- [Exercise text]
Sometimes I want to flail at you and push you into becoming a specialist in one form or another because then you wouldn't have to deal with all of this necessarily, but then money and tests and things and... there's always issues.

I agree with TC in that there is no way that I could do your job. You are an amazing person to have the calling, and to put up with the bad alongside the good, because there seems to be a lot of it. I'm sorry that money is annoying, and I swear that if I ever win the lottery or come into some ridiculous amount of money, I'm totally setting up scholarships and donating anonymously to animal clinics and such so that people can afford to get the things they need. (Especially the scholarship thing. I would love to have one in my name you have no idea that would be awesome.)


Sometimes I wish I could reach out through the interwebs and join in the group hugs, rather than being stuck with words because it sucks seeing you upset. (Part of me worries that I was seeming to steal your thunder with my crying and frustration after yours when I was down there. I assure you that was not the intent.)

But in all, I guess I'm stuck with still giving you the virtual hugs for now.

- [Exercises to complete]
(1) Say whether each statement agrees with the message, answering yes or no and quoting the deciding words: (a) The writer believes they could do the reader's job. (b) The writer says they would set up scholarships if they came into a large amount of money. (c) The writer meant to steal the reader's thunder.
(2) According to the message, where would the writer donate anonymously?
(3) Print the part of the message that begins at the words "I agree with" and stops after "would be awesome.)".
The records after this point are separate material with no connection to the message.

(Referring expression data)
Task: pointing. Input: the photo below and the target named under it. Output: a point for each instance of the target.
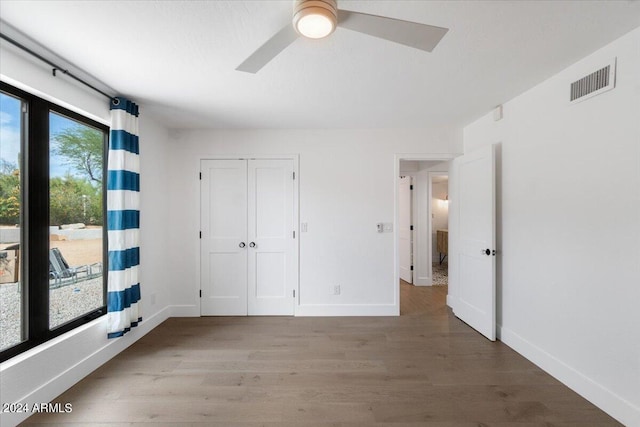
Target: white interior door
(223, 242)
(475, 249)
(405, 244)
(271, 270)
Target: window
(52, 210)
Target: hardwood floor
(425, 368)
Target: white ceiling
(178, 58)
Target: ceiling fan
(316, 19)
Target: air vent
(595, 83)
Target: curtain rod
(55, 68)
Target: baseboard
(185, 311)
(51, 389)
(331, 310)
(619, 408)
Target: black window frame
(34, 229)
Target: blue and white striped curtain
(123, 219)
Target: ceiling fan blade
(420, 36)
(269, 50)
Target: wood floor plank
(425, 368)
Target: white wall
(346, 180)
(42, 373)
(569, 240)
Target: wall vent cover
(594, 84)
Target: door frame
(396, 214)
(296, 216)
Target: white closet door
(271, 248)
(476, 261)
(224, 244)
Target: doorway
(427, 212)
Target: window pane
(11, 291)
(76, 219)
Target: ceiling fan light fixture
(315, 19)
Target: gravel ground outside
(66, 303)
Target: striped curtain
(123, 219)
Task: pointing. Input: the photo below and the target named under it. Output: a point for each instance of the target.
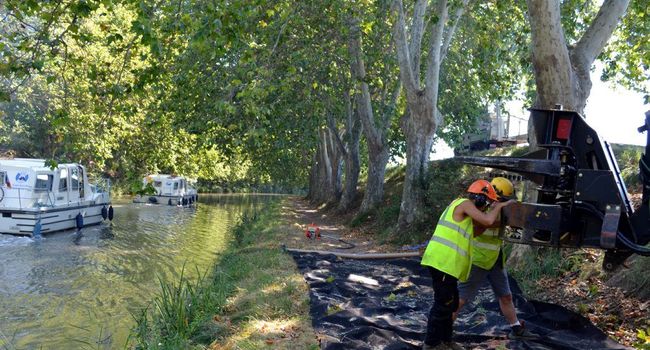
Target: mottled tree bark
(420, 123)
(562, 72)
(374, 130)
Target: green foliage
(542, 263)
(643, 339)
(147, 190)
(627, 157)
(627, 57)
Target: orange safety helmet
(483, 187)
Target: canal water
(72, 290)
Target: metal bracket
(610, 226)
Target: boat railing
(25, 199)
(101, 185)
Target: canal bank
(254, 298)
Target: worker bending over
(488, 263)
(448, 257)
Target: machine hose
(636, 248)
(360, 256)
(349, 245)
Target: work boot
(521, 333)
(440, 346)
(452, 345)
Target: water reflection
(79, 289)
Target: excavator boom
(581, 199)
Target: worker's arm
(467, 208)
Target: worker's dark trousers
(445, 302)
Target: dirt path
(298, 214)
(621, 325)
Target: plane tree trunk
(374, 129)
(562, 72)
(423, 118)
(349, 148)
(325, 175)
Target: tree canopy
(241, 90)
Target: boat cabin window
(74, 177)
(43, 182)
(63, 180)
(81, 181)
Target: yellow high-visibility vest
(486, 249)
(450, 247)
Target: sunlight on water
(69, 290)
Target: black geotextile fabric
(384, 304)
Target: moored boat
(166, 189)
(36, 198)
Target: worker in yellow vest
(448, 257)
(488, 263)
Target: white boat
(166, 189)
(36, 198)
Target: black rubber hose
(636, 248)
(349, 245)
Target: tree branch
(452, 30)
(593, 41)
(403, 56)
(435, 45)
(417, 32)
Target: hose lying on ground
(349, 245)
(360, 256)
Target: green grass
(252, 298)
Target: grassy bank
(253, 298)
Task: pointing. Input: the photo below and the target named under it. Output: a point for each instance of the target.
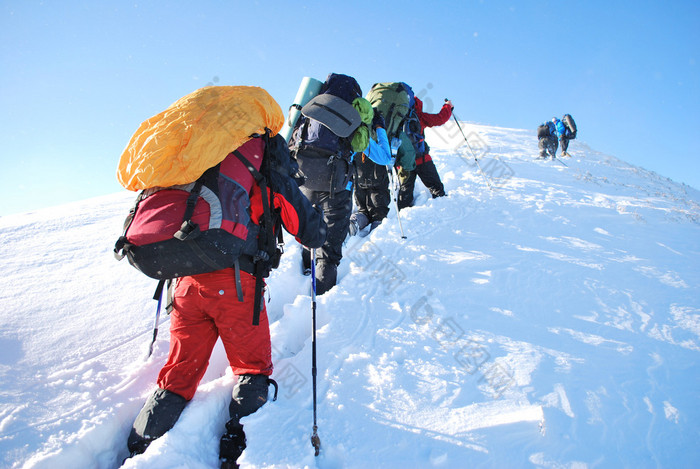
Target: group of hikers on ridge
(219, 183)
(555, 132)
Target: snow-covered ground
(552, 320)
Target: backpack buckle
(187, 231)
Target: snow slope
(552, 320)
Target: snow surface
(552, 320)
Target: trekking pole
(315, 440)
(471, 151)
(395, 183)
(157, 296)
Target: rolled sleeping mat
(308, 88)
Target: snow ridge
(541, 315)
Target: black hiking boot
(232, 445)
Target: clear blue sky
(78, 77)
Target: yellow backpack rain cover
(194, 134)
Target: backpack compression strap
(264, 242)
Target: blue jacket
(379, 151)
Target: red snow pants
(206, 307)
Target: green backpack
(393, 101)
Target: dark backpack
(324, 157)
(570, 125)
(206, 225)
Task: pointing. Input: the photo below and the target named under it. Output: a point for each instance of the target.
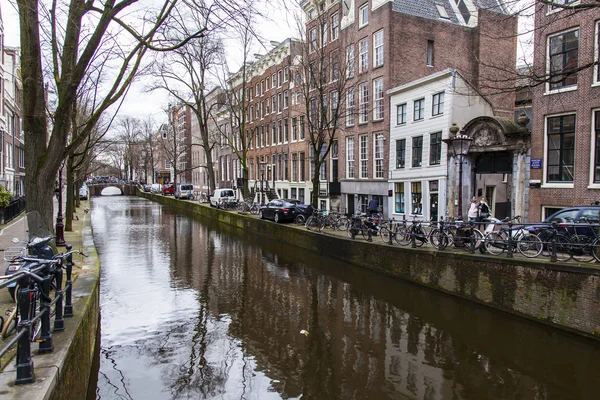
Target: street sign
(536, 163)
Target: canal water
(195, 310)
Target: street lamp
(459, 143)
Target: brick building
(390, 43)
(566, 109)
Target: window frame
(401, 150)
(558, 183)
(437, 107)
(378, 49)
(363, 15)
(421, 109)
(416, 157)
(549, 72)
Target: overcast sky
(277, 26)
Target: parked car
(303, 211)
(221, 196)
(83, 193)
(184, 191)
(280, 210)
(168, 188)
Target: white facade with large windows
(421, 115)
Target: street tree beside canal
(62, 42)
(324, 74)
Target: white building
(422, 112)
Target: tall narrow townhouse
(566, 108)
(277, 159)
(391, 43)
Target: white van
(221, 196)
(184, 191)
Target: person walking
(373, 206)
(473, 213)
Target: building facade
(566, 110)
(391, 43)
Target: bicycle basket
(11, 253)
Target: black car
(280, 210)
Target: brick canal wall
(566, 296)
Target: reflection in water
(195, 310)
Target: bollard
(59, 322)
(25, 372)
(68, 285)
(509, 252)
(46, 343)
(553, 257)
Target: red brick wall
(580, 102)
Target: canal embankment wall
(566, 296)
(64, 374)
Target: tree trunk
(69, 193)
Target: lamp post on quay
(459, 143)
(60, 227)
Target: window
(430, 53)
(350, 61)
(378, 48)
(401, 114)
(363, 15)
(597, 156)
(363, 55)
(350, 157)
(363, 103)
(364, 156)
(417, 151)
(350, 107)
(379, 155)
(419, 110)
(400, 151)
(302, 170)
(335, 26)
(294, 129)
(561, 148)
(378, 99)
(399, 197)
(435, 148)
(563, 52)
(416, 194)
(294, 171)
(438, 104)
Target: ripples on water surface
(192, 310)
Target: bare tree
(61, 43)
(327, 94)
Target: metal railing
(14, 209)
(43, 276)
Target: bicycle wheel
(439, 240)
(495, 244)
(10, 325)
(582, 249)
(596, 249)
(402, 236)
(530, 245)
(563, 248)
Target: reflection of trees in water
(370, 337)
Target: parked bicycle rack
(43, 275)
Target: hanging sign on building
(536, 163)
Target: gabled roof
(429, 8)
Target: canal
(193, 310)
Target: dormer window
(442, 11)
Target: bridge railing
(33, 319)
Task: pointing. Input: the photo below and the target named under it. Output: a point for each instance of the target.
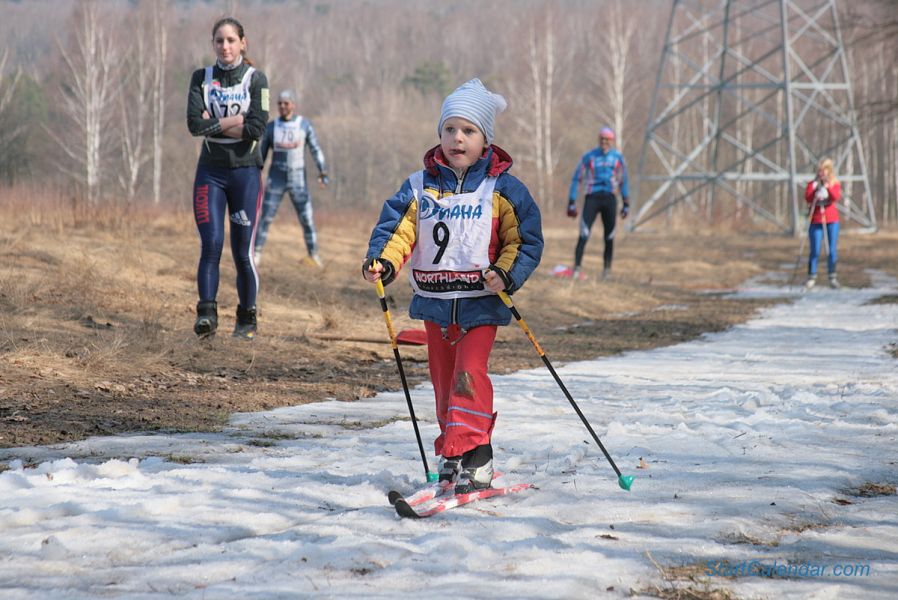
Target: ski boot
(206, 318)
(449, 468)
(476, 470)
(246, 323)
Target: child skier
(468, 229)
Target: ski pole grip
(506, 299)
(379, 285)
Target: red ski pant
(462, 387)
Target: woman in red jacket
(821, 195)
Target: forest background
(92, 92)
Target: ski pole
(624, 481)
(801, 245)
(408, 398)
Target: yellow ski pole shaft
(408, 398)
(624, 481)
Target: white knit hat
(472, 101)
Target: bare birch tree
(158, 102)
(88, 95)
(612, 76)
(135, 89)
(9, 131)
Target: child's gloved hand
(495, 280)
(372, 269)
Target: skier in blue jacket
(287, 138)
(603, 173)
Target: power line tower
(750, 95)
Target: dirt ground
(96, 319)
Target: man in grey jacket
(287, 138)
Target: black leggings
(606, 204)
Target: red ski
(406, 510)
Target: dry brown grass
(97, 307)
(697, 586)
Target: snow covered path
(749, 436)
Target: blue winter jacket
(600, 172)
(516, 244)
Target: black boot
(206, 318)
(476, 470)
(246, 323)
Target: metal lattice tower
(750, 94)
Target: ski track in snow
(748, 436)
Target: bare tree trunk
(135, 89)
(548, 160)
(10, 131)
(88, 95)
(158, 110)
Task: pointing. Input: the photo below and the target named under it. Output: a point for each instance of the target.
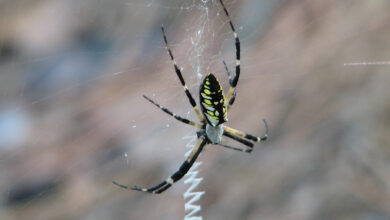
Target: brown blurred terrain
(72, 116)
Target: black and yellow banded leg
(164, 185)
(241, 134)
(248, 150)
(237, 44)
(178, 73)
(239, 139)
(184, 120)
(231, 100)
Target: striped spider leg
(187, 164)
(212, 114)
(231, 95)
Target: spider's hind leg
(169, 112)
(164, 185)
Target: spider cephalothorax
(213, 114)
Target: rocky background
(72, 116)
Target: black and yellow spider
(214, 107)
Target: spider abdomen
(212, 100)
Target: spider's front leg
(164, 185)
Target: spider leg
(178, 73)
(164, 185)
(184, 120)
(246, 135)
(236, 148)
(239, 139)
(231, 100)
(234, 81)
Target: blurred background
(72, 116)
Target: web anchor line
(191, 178)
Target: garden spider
(214, 107)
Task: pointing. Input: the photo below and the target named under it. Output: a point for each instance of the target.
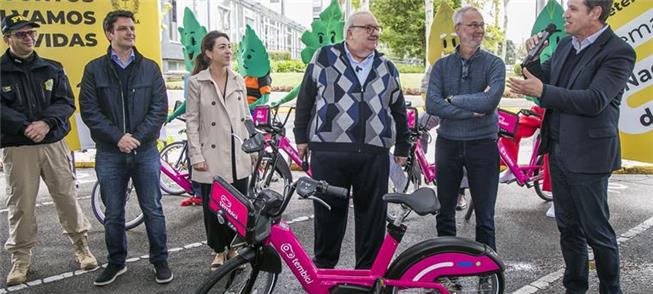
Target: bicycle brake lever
(320, 201)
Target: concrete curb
(631, 170)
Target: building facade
(277, 32)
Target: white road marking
(546, 281)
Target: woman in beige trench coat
(216, 109)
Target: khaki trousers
(24, 166)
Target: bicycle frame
(276, 129)
(428, 169)
(318, 281)
(240, 214)
(182, 179)
(524, 174)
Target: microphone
(534, 53)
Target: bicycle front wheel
(133, 213)
(237, 276)
(175, 156)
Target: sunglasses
(24, 34)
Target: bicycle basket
(261, 116)
(411, 117)
(508, 122)
(237, 209)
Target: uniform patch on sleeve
(48, 84)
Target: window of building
(173, 33)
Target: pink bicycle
(445, 264)
(416, 164)
(271, 165)
(513, 127)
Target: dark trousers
(367, 175)
(218, 236)
(582, 215)
(113, 172)
(481, 159)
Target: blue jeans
(481, 159)
(583, 217)
(114, 171)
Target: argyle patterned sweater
(336, 113)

- [Task-by-task answers]
(1)
(a) No: "there is no way that I could do your job."
(b) Yes: "I'm totally setting up scholarships and donating anonymously to animal clinics and such"
(c) No: "I assure you that was not the intent."

(2) To animal clinics and such.

(3)
I agree with TC in that there is no way that I could do your job. You are an amazing person to have the calling, and to put up with the bad alongside the good, because there seems to be a lot of it. I'm sorry that money is annoying, and I swear that if I ever win the lottery or come into some ridiculous amount of money, I'm totally setting up scholarships and donating anonymously to animal clinics and such so that people can afford to get the things they need. (Especially the scholarship thing. I would love to have one in my name you have no idea that would be awesome.)